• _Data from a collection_
= = = = = = =

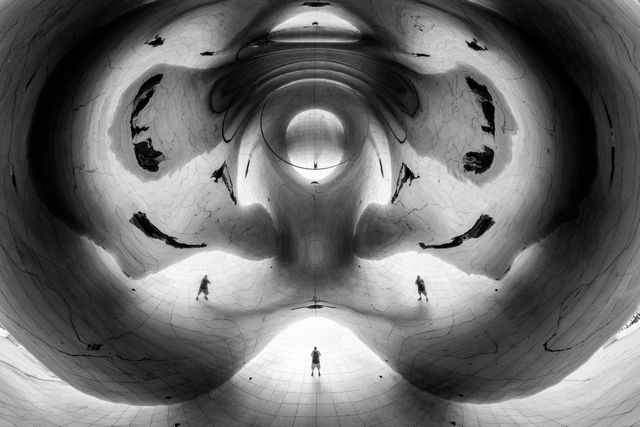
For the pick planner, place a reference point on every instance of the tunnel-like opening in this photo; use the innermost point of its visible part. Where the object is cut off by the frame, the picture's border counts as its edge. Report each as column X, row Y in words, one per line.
column 321, row 155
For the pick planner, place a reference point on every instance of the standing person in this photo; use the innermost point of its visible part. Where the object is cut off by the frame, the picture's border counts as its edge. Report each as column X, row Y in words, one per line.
column 204, row 288
column 315, row 360
column 422, row 290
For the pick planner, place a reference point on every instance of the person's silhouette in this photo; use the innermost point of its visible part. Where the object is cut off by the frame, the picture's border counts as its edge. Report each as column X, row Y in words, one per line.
column 422, row 290
column 315, row 360
column 204, row 288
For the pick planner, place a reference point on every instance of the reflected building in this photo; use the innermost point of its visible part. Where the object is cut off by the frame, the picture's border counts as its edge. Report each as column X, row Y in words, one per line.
column 311, row 159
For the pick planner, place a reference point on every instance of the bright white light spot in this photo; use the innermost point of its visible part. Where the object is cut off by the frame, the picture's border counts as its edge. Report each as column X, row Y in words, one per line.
column 315, row 143
column 288, row 355
column 315, row 18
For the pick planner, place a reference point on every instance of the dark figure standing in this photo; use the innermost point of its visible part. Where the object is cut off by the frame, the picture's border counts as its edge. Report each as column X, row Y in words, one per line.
column 204, row 288
column 422, row 290
column 315, row 360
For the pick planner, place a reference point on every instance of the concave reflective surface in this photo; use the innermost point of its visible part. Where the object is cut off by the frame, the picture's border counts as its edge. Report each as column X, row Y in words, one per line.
column 320, row 156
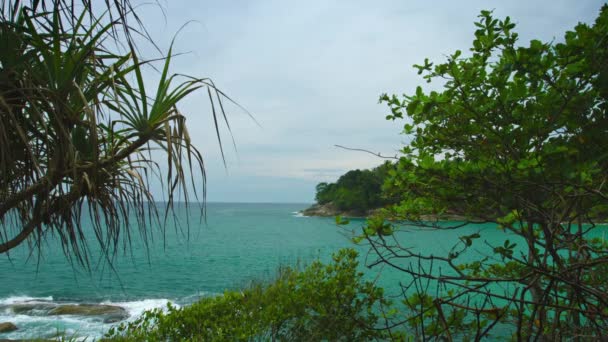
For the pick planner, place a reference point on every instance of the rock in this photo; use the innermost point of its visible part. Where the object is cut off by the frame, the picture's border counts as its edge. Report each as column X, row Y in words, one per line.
column 114, row 313
column 330, row 210
column 7, row 327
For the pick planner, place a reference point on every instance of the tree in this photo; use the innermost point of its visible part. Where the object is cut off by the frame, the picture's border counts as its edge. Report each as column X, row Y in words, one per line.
column 357, row 190
column 77, row 126
column 322, row 302
column 516, row 137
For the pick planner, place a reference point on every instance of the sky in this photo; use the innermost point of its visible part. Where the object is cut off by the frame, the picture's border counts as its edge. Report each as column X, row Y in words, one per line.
column 311, row 73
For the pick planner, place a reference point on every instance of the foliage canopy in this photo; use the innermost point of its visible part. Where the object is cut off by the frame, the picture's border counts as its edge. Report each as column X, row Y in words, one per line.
column 78, row 125
column 517, row 137
column 357, row 190
column 322, row 302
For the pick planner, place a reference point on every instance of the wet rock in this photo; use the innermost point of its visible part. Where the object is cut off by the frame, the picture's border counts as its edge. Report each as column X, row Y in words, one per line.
column 113, row 312
column 7, row 327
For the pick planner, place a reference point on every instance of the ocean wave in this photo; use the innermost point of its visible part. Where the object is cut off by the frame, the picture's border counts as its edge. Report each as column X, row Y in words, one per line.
column 136, row 308
column 74, row 327
column 24, row 299
column 297, row 214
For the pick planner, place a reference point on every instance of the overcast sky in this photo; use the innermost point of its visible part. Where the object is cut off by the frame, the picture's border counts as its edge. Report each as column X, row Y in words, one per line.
column 311, row 73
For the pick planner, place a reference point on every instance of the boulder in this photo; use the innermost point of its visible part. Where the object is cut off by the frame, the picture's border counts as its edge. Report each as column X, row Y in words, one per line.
column 7, row 327
column 114, row 313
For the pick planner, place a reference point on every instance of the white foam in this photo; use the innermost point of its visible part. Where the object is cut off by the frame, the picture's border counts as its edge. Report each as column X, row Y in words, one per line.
column 137, row 308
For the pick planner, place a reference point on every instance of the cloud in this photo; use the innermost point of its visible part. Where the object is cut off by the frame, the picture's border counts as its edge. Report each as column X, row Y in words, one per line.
column 311, row 73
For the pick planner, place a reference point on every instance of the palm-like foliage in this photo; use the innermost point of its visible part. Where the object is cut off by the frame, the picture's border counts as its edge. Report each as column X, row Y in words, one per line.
column 77, row 128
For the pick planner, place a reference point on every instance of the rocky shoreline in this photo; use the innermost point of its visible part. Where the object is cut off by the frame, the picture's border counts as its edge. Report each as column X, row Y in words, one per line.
column 100, row 312
column 330, row 210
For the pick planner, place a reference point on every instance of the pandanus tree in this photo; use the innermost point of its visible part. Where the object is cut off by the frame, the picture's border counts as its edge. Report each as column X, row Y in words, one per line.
column 515, row 138
column 78, row 124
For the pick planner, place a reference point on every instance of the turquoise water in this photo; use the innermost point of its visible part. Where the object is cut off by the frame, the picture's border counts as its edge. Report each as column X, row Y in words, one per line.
column 238, row 243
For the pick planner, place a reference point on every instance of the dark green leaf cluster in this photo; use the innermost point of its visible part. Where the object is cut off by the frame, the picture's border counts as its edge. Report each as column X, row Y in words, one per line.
column 516, row 136
column 78, row 123
column 356, row 191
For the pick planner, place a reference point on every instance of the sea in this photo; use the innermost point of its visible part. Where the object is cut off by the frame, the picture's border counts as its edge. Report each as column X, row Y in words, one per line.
column 235, row 244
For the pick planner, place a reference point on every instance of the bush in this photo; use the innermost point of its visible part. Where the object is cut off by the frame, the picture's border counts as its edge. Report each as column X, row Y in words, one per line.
column 329, row 302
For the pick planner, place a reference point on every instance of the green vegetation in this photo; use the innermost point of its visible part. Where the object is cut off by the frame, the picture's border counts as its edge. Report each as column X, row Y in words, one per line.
column 321, row 302
column 517, row 137
column 78, row 123
column 356, row 191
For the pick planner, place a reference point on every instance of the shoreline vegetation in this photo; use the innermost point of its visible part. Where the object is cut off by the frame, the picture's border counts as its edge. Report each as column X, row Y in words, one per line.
column 514, row 135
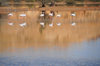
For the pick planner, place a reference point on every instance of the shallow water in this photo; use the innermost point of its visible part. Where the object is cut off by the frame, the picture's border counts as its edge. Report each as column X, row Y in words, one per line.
column 35, row 45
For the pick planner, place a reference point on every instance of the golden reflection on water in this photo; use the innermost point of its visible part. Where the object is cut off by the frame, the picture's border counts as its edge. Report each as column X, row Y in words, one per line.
column 87, row 28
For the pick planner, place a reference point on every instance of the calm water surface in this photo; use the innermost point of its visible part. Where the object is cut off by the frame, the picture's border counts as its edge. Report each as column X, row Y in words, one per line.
column 65, row 45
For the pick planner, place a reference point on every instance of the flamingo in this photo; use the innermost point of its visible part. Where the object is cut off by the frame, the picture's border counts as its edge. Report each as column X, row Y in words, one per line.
column 11, row 23
column 42, row 23
column 59, row 24
column 10, row 14
column 73, row 24
column 59, row 15
column 42, row 15
column 74, row 14
column 51, row 24
column 51, row 14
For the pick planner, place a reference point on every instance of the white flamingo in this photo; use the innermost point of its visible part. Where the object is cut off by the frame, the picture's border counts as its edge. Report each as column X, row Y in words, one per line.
column 51, row 24
column 42, row 23
column 10, row 14
column 11, row 23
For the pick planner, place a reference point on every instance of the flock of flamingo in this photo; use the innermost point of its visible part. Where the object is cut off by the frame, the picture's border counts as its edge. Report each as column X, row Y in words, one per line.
column 42, row 23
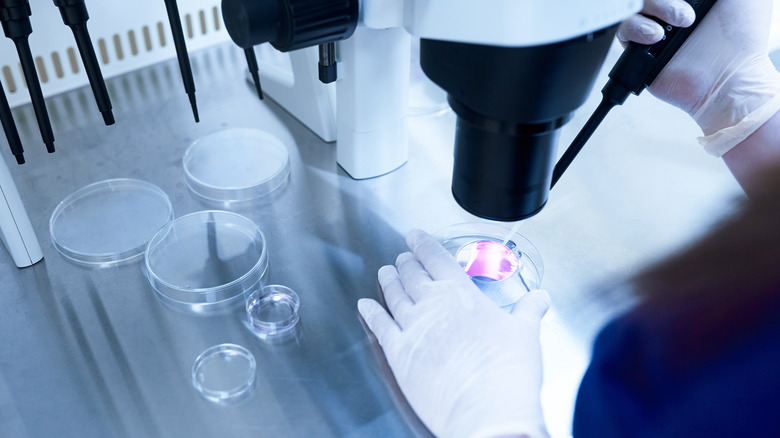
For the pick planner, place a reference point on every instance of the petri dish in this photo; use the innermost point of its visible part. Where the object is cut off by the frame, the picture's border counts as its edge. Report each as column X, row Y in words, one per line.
column 502, row 263
column 109, row 222
column 224, row 373
column 273, row 309
column 236, row 165
column 206, row 261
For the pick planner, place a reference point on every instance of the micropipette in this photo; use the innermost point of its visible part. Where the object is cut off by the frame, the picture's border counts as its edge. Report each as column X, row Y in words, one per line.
column 635, row 70
column 181, row 53
column 9, row 127
column 251, row 61
column 15, row 17
column 74, row 15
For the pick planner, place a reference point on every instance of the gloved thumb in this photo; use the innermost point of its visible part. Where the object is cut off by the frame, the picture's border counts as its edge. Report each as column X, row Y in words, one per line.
column 532, row 305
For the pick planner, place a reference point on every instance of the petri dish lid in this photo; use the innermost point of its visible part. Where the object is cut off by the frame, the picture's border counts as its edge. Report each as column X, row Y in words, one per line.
column 109, row 222
column 204, row 261
column 224, row 373
column 236, row 165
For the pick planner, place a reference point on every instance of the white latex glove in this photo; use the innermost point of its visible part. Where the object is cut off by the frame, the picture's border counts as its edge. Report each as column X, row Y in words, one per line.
column 722, row 76
column 467, row 368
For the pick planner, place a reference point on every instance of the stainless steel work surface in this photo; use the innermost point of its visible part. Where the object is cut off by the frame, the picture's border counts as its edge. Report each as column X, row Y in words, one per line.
column 93, row 352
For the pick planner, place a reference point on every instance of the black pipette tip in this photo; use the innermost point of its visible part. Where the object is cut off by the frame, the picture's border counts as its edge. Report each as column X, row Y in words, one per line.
column 108, row 117
column 256, row 79
column 194, row 106
column 251, row 60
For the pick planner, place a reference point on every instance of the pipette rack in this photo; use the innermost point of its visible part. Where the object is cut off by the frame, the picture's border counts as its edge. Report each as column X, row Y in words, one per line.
column 126, row 36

= = = = = = =

• _Task description_
Please write out the data again, starting at the line that contains "of the micropipette" and ending at the line that contains "column 93, row 352". Switch "pick planner" to "grasp planner" and leave everything else as it is.

• _Answer_
For the grasp planner, place a reference point on every instance of the micropipette in this photo; use the innermost point of its visible part. Where the object is cut off by the frame, the picture's border counts as its edge. Report each as column X, row Y in words, one per line.
column 635, row 70
column 181, row 53
column 9, row 127
column 251, row 61
column 15, row 17
column 74, row 15
For the grasp planner, place a reference point on every instance of the gloved thumb in this photo; use the innermost point of its visible part. Where the object is cut off by the frame, the picture's border counts as its edge. Report each as column X, row Y in words, one per line.
column 532, row 305
For the grasp planner, place a reference point on every instance of the petri dish lid in this photo; use the innermost point of its visible part. Where the object is cut off by the frame, the picture's border counts as its edge. Report each as column X, row Y in words, one per line.
column 109, row 222
column 204, row 261
column 224, row 373
column 236, row 165
For the grasp planner, place a reference point on every instance of the white latex glove in this photo; use the innermost point of its visible part. Where the object is cut off by the frame, the picture's border counts as its edge. Report each as column X, row Y in words, one per line.
column 722, row 76
column 467, row 368
For the grasp planner, place a reference point on every instance of the stainless steel work surface in this photo; use the innermost point of its visible part. Where the object is cut off by the frame, the picture's border counts as its edge. Report each as column X, row Y in words, one per line.
column 93, row 352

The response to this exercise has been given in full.